**Problem requirements**
Write the next part of the background text on prion gene (PRNP) variation in cattle, starting after its final sentence.

**Document segment**
════
Background

Transmissible spongiform encephalopathies (TSEs) have been identified in humans, sheep, goats, deer, elk, moose, cattle, cats, and mink [1]. A cattle TSE, bovine spongiform encephalopathy (BSE), was first diagnosed among Holstein/Friesian cattle in the United Kingdom [2] and has since been detected in at least twenty five countries including the United States. The BSE agent is the probable cause of the human TSE, variant Creutzfeldt-Jakob Disease (vCJD) [3, 4], transmitted from cattle to people via the food chain.

Variation in the prion gene (PRNP) correlates with TSE progression in humans [5, 6], sheep [7], and mice [8]. In cattle, a 23-bp insertion/deletion (indel) polymorphism in the putative promoter region and a 12-bp indel within intron I have been associated with German BSE-affected animals [9]. These polymorphisms are present in U.S. cattle [10]. However, most of PRNP has not been characterized in a population as diverse as U.S. cattle outside of the coding region and 3'UTR of exon III, and portions of the promoter and intron I [1012]. Consequently, the extent of PRNP polymorphisms, linkage between PRNP alleles, recombination events, and haplotype diversity within PRNP is not known.
════
**Excerpted records**
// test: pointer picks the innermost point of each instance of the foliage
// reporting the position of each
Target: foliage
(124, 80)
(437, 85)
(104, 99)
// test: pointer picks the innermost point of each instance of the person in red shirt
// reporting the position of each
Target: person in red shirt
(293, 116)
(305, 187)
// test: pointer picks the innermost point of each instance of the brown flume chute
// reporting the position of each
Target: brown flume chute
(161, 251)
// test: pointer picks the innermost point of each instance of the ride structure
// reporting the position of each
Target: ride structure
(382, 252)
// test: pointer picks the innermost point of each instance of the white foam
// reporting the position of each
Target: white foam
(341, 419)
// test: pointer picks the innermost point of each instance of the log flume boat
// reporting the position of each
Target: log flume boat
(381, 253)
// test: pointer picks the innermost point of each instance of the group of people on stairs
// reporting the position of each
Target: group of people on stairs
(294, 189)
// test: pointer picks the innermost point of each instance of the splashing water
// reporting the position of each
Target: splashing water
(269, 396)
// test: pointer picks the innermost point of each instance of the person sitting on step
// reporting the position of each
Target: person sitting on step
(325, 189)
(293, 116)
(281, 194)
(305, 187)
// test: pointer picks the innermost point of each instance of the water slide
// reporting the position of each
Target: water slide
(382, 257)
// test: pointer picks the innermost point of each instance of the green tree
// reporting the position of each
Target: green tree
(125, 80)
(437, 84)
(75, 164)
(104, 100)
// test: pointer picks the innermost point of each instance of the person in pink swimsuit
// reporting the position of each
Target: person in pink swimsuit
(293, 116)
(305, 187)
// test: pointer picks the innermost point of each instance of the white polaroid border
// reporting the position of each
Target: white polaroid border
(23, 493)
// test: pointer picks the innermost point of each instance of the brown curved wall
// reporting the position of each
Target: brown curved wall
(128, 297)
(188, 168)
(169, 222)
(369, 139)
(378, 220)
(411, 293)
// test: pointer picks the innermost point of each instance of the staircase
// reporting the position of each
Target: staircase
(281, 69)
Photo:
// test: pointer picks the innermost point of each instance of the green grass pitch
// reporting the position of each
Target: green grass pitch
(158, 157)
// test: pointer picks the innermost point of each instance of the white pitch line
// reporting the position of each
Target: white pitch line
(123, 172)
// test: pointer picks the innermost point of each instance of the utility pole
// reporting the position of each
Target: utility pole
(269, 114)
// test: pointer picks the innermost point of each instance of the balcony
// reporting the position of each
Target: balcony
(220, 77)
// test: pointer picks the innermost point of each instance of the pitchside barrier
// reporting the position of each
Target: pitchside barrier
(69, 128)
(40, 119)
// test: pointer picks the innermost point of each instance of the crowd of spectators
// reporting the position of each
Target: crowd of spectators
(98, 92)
════
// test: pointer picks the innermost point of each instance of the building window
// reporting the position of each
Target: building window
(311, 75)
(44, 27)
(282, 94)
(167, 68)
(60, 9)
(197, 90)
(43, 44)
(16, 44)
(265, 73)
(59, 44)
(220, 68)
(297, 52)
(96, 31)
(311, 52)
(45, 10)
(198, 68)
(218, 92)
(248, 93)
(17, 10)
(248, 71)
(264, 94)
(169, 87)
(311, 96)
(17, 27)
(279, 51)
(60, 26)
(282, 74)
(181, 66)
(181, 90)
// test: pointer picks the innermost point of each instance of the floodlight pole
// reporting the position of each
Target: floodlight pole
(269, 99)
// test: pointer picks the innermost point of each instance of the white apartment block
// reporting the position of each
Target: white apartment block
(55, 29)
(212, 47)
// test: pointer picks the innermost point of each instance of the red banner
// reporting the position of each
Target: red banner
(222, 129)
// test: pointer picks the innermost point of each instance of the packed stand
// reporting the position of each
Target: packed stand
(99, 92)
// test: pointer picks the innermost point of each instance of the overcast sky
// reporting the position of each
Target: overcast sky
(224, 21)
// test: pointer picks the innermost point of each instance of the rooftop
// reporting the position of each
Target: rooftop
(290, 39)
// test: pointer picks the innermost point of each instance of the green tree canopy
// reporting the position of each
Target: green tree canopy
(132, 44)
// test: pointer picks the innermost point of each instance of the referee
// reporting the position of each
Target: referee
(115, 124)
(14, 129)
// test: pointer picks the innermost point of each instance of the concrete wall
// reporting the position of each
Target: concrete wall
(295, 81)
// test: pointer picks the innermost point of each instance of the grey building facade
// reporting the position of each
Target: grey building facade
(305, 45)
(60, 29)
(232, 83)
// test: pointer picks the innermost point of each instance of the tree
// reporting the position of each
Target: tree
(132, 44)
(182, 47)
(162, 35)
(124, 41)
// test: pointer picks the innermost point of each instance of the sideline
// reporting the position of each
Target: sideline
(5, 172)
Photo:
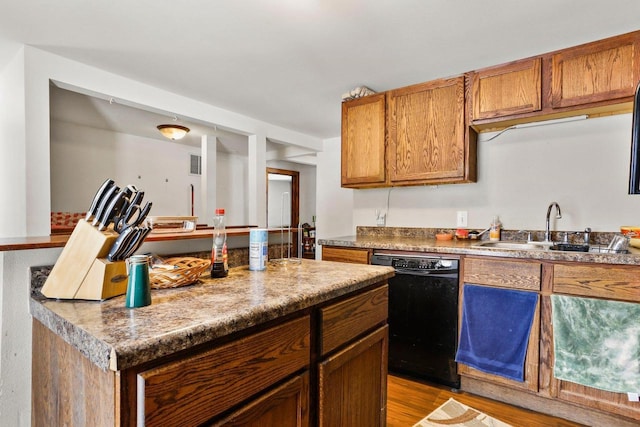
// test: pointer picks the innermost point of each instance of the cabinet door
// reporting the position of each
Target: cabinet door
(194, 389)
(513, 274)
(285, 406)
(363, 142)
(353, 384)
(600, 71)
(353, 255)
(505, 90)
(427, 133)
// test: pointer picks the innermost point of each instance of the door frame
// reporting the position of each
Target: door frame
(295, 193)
════
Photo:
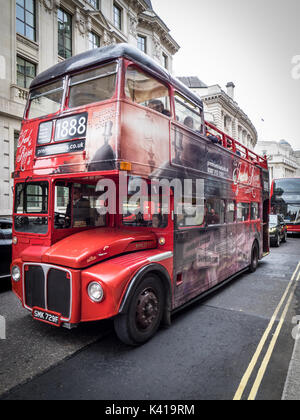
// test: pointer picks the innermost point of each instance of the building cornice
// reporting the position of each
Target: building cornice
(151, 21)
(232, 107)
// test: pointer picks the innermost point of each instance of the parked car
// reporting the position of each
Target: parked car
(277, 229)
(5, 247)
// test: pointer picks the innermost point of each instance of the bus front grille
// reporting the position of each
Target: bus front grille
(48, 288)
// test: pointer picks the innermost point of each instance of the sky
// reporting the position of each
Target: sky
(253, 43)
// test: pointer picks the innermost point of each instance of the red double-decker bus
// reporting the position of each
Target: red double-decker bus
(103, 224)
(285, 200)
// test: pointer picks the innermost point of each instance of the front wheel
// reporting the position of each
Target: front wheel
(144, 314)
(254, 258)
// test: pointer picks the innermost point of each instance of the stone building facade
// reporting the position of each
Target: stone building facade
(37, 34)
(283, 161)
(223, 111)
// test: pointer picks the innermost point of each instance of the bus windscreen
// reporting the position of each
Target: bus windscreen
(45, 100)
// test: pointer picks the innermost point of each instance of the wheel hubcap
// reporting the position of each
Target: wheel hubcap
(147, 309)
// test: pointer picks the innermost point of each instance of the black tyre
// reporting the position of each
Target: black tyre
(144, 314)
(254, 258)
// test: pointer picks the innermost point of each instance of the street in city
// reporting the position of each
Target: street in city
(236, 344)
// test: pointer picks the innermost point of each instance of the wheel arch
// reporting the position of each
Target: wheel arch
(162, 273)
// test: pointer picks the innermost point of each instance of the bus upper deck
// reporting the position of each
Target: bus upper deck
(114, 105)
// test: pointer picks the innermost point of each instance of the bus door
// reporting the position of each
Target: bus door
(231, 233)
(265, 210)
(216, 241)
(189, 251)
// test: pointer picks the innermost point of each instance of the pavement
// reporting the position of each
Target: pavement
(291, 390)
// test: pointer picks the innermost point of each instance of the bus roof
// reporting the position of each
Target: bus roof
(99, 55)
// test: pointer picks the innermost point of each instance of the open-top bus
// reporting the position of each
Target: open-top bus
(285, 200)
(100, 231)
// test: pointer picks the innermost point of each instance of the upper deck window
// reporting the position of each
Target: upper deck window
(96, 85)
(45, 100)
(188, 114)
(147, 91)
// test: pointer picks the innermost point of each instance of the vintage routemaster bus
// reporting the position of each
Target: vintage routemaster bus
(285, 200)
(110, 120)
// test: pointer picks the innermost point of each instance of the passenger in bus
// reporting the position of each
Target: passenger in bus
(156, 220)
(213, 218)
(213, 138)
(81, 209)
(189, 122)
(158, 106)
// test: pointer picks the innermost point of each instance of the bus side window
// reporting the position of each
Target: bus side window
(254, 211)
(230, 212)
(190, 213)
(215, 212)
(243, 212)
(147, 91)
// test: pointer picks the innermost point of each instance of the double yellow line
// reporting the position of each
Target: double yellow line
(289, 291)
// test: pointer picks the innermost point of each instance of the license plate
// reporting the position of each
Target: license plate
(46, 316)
════
**Response to this task**
Public health concerns associated with vCJD and economic impacts of BSE on the cattle industry worldwide compel a thorough characterization of the genetic variation of bovine PRNP. Single nucleotide polymorphism (SNP) discovery in small populations introduce ascertainment biases of SNP properties [13, 14], and partial sequencing of genes in deep populations may characterize haplotype networks that extend past the sequenced region [15], yet still miss significant variation within the gene. The aim of this study was to characterize the extent of linkage disequilibrium (LD) and haplotype networks within PRNP ranging from the promoter past the 3'UTR (25.2 kb) in 192 U.S. cattle (16 beef and five dairy breeds). Reported here are 287 newly identified PRNP polymorphisms, the frequencies of 388 PRNP polymorphisms in U.S. beef and dairy cattle, a reference map of LD and haplotypes throughout PRNP, and the identification of 19 haplotype tagging SNPs (htSNPs) that are effective in U.S. populations of cattle. These results provide a reference framework for accurate and comprehensive evaluation of PRNP variation and its relationship to BSE.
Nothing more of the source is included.